(Records held in a dataset)
## begin
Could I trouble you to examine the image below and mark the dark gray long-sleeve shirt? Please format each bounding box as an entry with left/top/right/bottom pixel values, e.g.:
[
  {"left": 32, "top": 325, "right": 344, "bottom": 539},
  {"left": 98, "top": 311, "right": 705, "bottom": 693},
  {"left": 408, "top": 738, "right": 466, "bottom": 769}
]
## end
_WHAT YOU ARE ASKED TO DO_
Reproduce the material above word for word, keeping every line, bracket, and number unchanged.

_RESULT FOR THIS TASK_
Could I trouble you to examine the image below and mark the dark gray long-sleeve shirt? Please format each bounding box as an entry with left/top/right/bottom pixel values, e.g.:
[
  {"left": 32, "top": 325, "right": 344, "bottom": 539},
  {"left": 98, "top": 311, "right": 705, "bottom": 693},
  {"left": 408, "top": 738, "right": 466, "bottom": 769}
]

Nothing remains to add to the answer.